* **Stated exercise**: Starting at the line that contains "indicate the blue" and stopping after the line that contains "column 486, row 535", format that data as a two-column CSV with the headers request and answer. Use one row per item, with its text and its answer each in a single quoted field and line breaks replaced by spaces.

* **Items**:
• • • • •

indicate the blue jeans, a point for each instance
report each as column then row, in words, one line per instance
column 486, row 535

• • • • •

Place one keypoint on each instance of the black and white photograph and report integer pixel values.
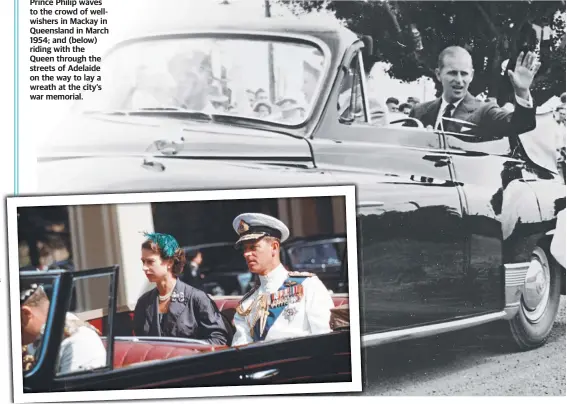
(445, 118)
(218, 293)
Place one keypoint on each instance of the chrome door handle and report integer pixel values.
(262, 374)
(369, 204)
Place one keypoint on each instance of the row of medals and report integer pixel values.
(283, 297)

• • • • •

* **Exercise response**:
request,answer
"indicate the blue jeans, a point for each instance report each as column then row, in words, one line per instance","column 486, row 535"